WHAT IS REQUIRED: Render every one of the lines below as a Markdown table with two columns, No. for the row number and Line for the line itself, leaving out any blank lines. Omit the pictures from your answer.

INPUT:

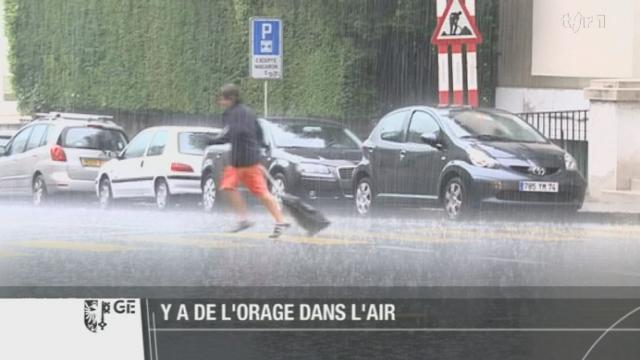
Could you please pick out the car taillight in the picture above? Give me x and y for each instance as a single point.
(179, 167)
(57, 153)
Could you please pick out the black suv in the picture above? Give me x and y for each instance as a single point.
(311, 158)
(464, 158)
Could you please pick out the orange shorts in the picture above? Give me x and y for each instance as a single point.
(251, 177)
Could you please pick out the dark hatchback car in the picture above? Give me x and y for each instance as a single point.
(463, 159)
(310, 158)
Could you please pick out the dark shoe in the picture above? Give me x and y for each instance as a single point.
(278, 230)
(241, 226)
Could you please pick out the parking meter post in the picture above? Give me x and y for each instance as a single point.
(266, 98)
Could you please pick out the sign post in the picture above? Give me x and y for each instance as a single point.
(457, 32)
(266, 53)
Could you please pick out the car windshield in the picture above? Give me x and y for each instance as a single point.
(493, 127)
(94, 138)
(194, 143)
(314, 136)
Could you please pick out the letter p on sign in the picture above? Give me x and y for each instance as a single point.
(266, 30)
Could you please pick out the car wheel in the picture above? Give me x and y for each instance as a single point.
(278, 187)
(39, 191)
(209, 193)
(105, 194)
(455, 199)
(364, 196)
(163, 196)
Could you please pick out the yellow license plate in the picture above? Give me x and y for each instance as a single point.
(91, 162)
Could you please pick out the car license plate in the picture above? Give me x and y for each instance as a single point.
(91, 162)
(539, 186)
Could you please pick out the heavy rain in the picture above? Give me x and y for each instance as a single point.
(331, 145)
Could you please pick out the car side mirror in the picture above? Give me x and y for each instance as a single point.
(432, 139)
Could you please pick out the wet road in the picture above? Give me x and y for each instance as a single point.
(79, 245)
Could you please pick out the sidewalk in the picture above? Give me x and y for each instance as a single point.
(620, 211)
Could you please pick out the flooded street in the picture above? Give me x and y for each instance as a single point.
(133, 245)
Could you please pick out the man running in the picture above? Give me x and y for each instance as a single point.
(245, 135)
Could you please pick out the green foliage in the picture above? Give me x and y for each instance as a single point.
(343, 58)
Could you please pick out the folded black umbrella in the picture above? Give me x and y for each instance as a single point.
(307, 216)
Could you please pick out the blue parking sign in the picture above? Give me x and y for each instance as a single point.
(266, 48)
(266, 37)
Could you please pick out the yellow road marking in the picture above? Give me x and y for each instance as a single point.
(72, 245)
(199, 241)
(317, 240)
(6, 254)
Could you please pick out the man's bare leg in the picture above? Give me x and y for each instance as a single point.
(240, 208)
(272, 205)
(238, 205)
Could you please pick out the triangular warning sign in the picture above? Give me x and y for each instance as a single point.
(456, 26)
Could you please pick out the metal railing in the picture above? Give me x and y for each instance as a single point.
(560, 125)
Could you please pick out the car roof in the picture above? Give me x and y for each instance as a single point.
(303, 120)
(176, 128)
(445, 111)
(70, 119)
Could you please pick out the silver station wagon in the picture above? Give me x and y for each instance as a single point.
(58, 153)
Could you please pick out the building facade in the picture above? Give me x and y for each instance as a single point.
(551, 50)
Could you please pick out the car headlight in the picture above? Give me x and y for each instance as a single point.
(480, 158)
(570, 162)
(314, 169)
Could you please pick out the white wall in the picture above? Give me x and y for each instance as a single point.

RESULT OF THE TASK:
| No. | Line |
|---|---|
| 1 | Could you please pick out the car taillight in the picture above? Give me x and y for each instance as a single point. |
| 2 | (179, 167) |
| 3 | (57, 153) |
| 4 | Could you please pick out the black suv in the picture above? Give me x and y for each instance as a single point. |
| 5 | (311, 158) |
| 6 | (464, 158) |
| 7 | Could you please pick out the orange shorts in the picture above? Give me x and y for each instance as a single point. |
| 8 | (251, 177) |
| 9 | Could you please pick out the dark hatchback car in the picture above? Give me x and y for each instance as a single point. |
| 10 | (463, 159) |
| 11 | (310, 158) |
| 12 | Could you please pick out the dark shoe in the picture above? Give me x and y for each instance as a single point. |
| 13 | (278, 230) |
| 14 | (241, 226) |
| 15 | Could you please pick out the parking meter post in the picture above? Give me x and y for each instance as a single point. |
| 16 | (266, 98) |
| 17 | Could you please pick out the sign post in the picture above? Give me x and y for each instance as a single point. |
| 18 | (457, 32) |
| 19 | (266, 53) |
| 20 | Could you please pick out the car windshield in the picture above? Give me x and y for each instance as a single point. |
| 21 | (493, 127) |
| 22 | (94, 138) |
| 23 | (194, 143) |
| 24 | (314, 136) |
| 25 | Could you please pick out the letter p on sign in the picture above? Give me x and y for each instance as a single point. |
| 26 | (266, 30) |
| 27 | Could you please pick out the car wheel in the picture above? Give me x and y for each instance as a single point. |
| 28 | (278, 187) |
| 29 | (39, 191) |
| 30 | (209, 193) |
| 31 | (105, 194) |
| 32 | (455, 199) |
| 33 | (364, 196) |
| 34 | (163, 196) |
| 35 | Could you please pick out the yellow license plate in the picture above? Give me x and y for each instance as a single point. |
| 36 | (91, 162) |
| 37 | Could you please pick out the car license plate in the picture above? Give me x and y for each instance as a single point. |
| 38 | (91, 162) |
| 39 | (539, 186) |
| 40 | Could you please pick out the heavy rain in the picture above? Give me x and y for each instance as a single point. |
| 41 | (331, 145) |
| 42 | Could you please pick out the car side mirror in the picture above? Give me x and y for each instance as a single point. |
| 43 | (432, 139) |
| 44 | Could you please pick out the wet road in the picture above? Give me x and y for each instance as a single point. |
| 45 | (79, 245) |
| 46 | Could you please pick out the sidewalk in the picture above? Give me x and y for each instance as a single point. |
| 47 | (620, 211) |
| 48 | Could you please pick out the flooded street in the picture above? Give me x and y for each instance as a single point. |
| 49 | (133, 245) |
| 50 | Could you please pick out the man running in the picture above? Give me x and y for each instance as a single point. |
| 51 | (245, 135) |
| 52 | Could you please pick out the green foliage in the picture above? Give me x and y for each instance as a single point. |
| 53 | (343, 58) |
| 54 | Could you please pick out the folded black umbrella in the picture above? Give me x and y for each instance as a single point. |
| 55 | (307, 216) |
| 56 | Could you please pick out the blue parking sign in the picture above? Give me x and y for each instance as a single point. |
| 57 | (266, 48) |
| 58 | (266, 37) |
| 59 | Could you please pick out the yellow road marking in the picture above? Give me x and y for each instance as a single point. |
| 60 | (72, 245) |
| 61 | (199, 241) |
| 62 | (317, 240) |
| 63 | (6, 254) |
| 64 | Could you please pick out the man's bare leg in the picture above? Give me x and y for each instance as a single point. |
| 65 | (240, 208) |
| 66 | (272, 205) |
| 67 | (238, 205) |
| 68 | Could you please pick out the triangular warning sign in the picture above? Give me x and y for each instance as a single point. |
| 69 | (456, 26) |
| 70 | Could you please pick out the metal railing in the picture above? Give me x and y for each instance as a single point. |
| 71 | (560, 125) |
| 72 | Could you please pick out the car roof in the picture above? Give me x and y for each instance as a single point. |
| 73 | (303, 120) |
| 74 | (176, 128) |
| 75 | (445, 111) |
| 76 | (70, 119) |
| 77 | Could you please pick out the silver station wagon in the picture above? Give me x and y for each instance as a single point. |
| 78 | (58, 153) |
| 79 | Could you please pick out the building facade in the picture above? Give me x and y for each instance as a single point. |
| 80 | (551, 50) |
| 81 | Could you please pick out the car headlight in the picture above? Give me x and y for each instance as a single point. |
| 82 | (480, 158) |
| 83 | (570, 162) |
| 84 | (314, 169) |
| 85 | Could you please pick out the white wall in the picture above? Give me x and y for each instance as a single point. |